■ **Source extract**:
1998: How could the U.S. control campaign spending?
AUDIENCE MEMBER: My name is Kristin Cham (PH). I’m from Springfield, Illinois. And I’m a proud shareholder of Berkshire Hathaway. (Applause)
WARREN BUFFETT: We’re glad to you have you here.
AUDIENCE MEMBER: I’ve heard a little about your thoughts on trying to control campaign spending. Could you tell us more about your thoughts and efforts on this topic? Thank you.
WARREN BUFFETT: Charlie, did you get all of that?
CHARLIE MUNGER: I think it was campaign spending.
WARREN BUFFETT: Oh, campaign spending. Yeah, I have joined something that Jerry Kohlberg — this is personal. This has nothing to do with Berkshire — that Jerry Kohlberg spearheaded.
And it’s taken a position — and probably 30 or so mostly business people — taken a position against soft money, and also taken a position on very fast disclosure of campaign finance money, because I personally think that the arms race, in terms of campaign spending by businesses, you know, has just begun. It doubled in the last election.
But political influence — and I don’t mean that by buying a vote, but I mean just in terms of having a (inaudible) in Washington or in other state capitols.
Political influence has been an underpriced product in the past. I mean, the government is enormously important in this country to most companies. It was amazing how cheap — cheaply — it could be — attention could be purchased.
But the price is going up, and there will be an escalation. And I don’t think it’s easy — if you’re the manager of a business and you own 1/10th of 1 percent of it and you’re in a business that’s heavily affected by government, I don’t think it’s very easy to tell your board of directors that you’re going to take a hands-off approach.
So I think legislation is needed in that arena, and there are over a hundred campaign finance reform bills that have been introduced. Everybody wants to have their name on a bill. They just don’t want to have it passed. (Laughter)
And, you know, John McCain’s been working hard on it. And it’s something I think we have to come to grips with because it’s going to be a battle of the wallets for influence.
And, like I say, if I were running some other company, and my competitors were spending money to get the attention of would-be legislators, or actual legislators, it’d be very difficult to take some high and mighty position that I wasn’t going to do it myself, and my board and my shareholders might ask me why I was taking that position.

■ **Try it**: Transcribe the part of the campaign spending transcript that opens with the words containing "1998: How could" and closes with "have you here.".

■ **Dataset records**:
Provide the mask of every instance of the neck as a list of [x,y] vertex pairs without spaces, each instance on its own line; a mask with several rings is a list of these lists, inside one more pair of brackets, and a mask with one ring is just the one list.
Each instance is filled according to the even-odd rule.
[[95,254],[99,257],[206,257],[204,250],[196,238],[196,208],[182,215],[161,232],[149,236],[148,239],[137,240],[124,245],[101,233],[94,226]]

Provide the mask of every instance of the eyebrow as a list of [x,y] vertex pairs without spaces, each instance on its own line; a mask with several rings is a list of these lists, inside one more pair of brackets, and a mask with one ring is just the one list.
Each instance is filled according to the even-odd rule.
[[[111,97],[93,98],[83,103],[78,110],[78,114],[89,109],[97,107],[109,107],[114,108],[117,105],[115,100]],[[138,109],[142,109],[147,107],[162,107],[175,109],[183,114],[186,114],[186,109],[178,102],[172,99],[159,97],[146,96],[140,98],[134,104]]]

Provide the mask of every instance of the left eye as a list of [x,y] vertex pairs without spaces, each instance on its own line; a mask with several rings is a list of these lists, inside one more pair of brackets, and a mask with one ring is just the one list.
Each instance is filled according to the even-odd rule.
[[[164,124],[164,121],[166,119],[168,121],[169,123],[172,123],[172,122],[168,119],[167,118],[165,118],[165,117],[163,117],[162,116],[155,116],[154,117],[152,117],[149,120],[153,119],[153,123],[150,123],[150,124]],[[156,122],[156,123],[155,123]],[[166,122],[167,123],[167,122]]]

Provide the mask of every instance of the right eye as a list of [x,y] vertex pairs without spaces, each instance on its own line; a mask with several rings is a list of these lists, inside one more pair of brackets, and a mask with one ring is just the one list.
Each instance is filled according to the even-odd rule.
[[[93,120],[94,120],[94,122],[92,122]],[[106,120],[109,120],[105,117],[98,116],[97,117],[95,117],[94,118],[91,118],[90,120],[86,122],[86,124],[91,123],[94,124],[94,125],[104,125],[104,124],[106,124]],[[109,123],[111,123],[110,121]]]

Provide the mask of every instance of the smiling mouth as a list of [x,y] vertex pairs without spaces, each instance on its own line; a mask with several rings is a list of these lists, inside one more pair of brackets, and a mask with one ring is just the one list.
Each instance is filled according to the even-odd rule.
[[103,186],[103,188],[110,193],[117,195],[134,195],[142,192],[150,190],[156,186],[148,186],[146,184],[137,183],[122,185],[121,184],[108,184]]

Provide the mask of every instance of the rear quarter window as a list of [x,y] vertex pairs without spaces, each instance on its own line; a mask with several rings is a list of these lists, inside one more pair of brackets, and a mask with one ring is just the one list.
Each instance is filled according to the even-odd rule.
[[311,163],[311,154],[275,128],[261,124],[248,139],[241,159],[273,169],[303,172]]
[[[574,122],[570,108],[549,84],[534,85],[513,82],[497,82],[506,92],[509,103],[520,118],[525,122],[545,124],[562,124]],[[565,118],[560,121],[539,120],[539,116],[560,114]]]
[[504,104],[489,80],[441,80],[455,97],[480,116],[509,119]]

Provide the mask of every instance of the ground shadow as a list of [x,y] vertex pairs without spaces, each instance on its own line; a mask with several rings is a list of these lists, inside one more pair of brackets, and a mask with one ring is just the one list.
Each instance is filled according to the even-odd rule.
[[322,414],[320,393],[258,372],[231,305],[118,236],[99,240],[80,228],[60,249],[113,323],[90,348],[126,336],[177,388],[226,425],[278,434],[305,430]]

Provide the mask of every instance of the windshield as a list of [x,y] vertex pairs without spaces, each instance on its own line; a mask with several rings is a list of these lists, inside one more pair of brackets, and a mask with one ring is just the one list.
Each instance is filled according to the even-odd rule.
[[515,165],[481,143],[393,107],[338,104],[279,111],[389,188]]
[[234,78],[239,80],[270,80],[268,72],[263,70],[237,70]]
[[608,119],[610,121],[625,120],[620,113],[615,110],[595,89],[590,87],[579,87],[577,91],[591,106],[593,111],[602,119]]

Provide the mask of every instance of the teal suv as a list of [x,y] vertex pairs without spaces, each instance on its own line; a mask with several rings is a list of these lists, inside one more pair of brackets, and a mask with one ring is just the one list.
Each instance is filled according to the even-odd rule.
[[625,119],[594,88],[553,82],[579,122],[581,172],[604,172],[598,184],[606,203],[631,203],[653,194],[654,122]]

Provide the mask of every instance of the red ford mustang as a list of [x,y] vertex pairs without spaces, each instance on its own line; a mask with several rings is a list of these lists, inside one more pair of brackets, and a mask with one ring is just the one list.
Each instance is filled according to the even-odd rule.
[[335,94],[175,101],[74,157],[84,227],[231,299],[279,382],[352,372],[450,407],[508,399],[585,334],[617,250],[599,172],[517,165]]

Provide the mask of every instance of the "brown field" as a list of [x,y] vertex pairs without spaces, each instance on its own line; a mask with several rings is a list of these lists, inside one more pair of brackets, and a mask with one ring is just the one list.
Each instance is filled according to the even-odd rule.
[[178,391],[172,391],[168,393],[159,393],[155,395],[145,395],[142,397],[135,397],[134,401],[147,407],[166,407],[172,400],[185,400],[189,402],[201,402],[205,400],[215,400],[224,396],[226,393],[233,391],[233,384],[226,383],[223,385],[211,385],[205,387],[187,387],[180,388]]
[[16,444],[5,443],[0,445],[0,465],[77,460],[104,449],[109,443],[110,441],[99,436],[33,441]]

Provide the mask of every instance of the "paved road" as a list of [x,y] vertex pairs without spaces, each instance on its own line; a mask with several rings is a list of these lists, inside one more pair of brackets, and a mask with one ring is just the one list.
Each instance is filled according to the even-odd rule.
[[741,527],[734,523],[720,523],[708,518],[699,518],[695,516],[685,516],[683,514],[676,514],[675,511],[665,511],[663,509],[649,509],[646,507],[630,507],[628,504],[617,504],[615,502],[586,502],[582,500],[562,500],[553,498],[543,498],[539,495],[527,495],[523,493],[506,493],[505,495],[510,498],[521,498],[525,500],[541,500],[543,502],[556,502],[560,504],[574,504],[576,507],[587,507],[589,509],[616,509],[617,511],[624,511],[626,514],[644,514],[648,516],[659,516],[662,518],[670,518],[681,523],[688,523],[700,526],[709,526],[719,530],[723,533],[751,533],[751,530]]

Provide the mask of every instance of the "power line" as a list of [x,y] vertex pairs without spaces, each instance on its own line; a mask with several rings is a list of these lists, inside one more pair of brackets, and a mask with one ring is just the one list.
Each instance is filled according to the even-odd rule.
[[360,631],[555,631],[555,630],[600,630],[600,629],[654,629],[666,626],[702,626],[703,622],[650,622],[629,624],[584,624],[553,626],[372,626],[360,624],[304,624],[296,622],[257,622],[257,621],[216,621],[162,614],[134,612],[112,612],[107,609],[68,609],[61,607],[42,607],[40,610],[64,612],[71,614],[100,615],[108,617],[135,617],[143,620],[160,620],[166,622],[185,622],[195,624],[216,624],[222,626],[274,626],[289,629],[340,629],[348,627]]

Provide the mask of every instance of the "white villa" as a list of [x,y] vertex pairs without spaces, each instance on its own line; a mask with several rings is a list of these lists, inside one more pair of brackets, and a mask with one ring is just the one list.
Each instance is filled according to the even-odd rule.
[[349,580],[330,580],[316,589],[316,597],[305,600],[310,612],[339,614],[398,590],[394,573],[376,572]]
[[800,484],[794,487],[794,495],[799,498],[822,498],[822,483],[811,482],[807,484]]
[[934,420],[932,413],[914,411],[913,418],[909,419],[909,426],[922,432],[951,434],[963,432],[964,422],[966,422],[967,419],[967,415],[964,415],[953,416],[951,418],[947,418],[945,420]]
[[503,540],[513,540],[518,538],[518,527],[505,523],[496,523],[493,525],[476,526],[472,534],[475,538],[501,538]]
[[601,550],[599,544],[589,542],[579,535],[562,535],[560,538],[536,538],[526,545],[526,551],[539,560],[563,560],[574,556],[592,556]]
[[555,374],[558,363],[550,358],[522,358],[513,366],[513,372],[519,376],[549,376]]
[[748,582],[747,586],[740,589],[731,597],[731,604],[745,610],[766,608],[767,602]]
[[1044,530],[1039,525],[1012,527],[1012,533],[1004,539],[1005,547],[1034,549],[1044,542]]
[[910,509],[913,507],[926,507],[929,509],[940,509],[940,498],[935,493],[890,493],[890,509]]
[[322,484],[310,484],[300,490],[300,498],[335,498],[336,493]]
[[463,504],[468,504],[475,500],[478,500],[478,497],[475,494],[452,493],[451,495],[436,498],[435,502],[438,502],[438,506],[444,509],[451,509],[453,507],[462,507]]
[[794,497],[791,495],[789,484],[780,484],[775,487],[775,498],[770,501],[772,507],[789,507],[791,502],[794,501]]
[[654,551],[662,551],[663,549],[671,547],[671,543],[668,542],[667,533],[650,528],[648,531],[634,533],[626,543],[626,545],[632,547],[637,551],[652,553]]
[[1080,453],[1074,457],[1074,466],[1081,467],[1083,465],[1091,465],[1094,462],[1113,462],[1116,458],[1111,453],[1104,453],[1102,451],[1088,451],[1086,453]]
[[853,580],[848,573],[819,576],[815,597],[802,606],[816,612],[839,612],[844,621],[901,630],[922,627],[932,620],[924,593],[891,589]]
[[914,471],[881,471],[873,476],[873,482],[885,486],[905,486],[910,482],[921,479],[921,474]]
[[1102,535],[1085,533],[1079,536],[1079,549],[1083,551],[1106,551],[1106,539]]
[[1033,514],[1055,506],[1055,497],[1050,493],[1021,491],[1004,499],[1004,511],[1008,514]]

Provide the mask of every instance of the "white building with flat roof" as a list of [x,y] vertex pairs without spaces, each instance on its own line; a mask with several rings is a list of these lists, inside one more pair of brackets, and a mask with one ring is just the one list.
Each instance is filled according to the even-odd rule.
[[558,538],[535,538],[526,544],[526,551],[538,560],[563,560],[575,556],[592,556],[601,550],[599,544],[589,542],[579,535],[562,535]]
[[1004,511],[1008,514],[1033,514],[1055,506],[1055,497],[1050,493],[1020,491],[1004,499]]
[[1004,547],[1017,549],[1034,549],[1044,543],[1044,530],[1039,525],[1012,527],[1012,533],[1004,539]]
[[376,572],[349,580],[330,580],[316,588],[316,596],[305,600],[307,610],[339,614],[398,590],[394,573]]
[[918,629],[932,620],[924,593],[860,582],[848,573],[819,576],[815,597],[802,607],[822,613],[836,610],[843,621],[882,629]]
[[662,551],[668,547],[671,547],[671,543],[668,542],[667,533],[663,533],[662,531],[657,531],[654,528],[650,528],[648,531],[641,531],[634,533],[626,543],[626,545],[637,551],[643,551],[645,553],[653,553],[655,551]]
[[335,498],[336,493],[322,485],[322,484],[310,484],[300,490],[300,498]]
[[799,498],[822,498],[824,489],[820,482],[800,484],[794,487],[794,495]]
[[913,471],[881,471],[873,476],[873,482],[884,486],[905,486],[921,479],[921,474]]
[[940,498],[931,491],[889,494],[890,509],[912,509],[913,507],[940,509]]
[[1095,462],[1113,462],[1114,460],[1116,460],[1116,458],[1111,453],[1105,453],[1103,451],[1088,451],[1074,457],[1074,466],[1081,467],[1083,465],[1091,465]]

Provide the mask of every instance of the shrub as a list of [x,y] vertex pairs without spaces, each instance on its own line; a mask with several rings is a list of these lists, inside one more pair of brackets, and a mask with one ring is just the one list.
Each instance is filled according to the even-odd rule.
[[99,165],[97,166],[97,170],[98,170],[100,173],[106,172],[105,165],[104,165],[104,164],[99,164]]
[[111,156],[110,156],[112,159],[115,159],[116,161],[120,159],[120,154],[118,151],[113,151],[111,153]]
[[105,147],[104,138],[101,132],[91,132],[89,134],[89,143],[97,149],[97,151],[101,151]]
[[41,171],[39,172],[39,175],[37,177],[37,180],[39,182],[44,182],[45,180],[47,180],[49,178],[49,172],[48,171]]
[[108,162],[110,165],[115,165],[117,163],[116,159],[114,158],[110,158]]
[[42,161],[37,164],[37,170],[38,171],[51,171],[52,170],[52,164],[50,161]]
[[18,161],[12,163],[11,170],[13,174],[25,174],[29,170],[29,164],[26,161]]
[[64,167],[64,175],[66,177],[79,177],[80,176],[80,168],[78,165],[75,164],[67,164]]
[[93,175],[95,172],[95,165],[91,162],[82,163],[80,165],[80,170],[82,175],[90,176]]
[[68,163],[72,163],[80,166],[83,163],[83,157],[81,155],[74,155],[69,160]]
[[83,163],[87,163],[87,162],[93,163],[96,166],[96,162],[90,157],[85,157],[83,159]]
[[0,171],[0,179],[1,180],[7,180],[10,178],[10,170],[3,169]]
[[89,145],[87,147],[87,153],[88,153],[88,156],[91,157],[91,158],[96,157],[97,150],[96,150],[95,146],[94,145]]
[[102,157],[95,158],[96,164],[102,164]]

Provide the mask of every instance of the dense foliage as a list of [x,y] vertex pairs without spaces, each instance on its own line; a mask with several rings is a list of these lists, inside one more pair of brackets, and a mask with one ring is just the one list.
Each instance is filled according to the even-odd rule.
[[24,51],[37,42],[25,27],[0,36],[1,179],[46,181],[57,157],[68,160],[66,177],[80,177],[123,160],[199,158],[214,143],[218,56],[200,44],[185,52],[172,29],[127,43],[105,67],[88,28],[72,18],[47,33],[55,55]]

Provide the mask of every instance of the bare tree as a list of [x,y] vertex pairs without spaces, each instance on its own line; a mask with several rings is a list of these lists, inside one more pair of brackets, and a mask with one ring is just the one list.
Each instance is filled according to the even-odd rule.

■ **Solution to the problem**:
1998: How could the U.S. control campaign spending?
AUDIENCE MEMBER: My name is Kristin Cham (PH). I’m from Springfield, Illinois. And I’m a proud shareholder of Berkshire Hathaway. (Applause)
WARREN BUFFETT: We’re glad to you have you here.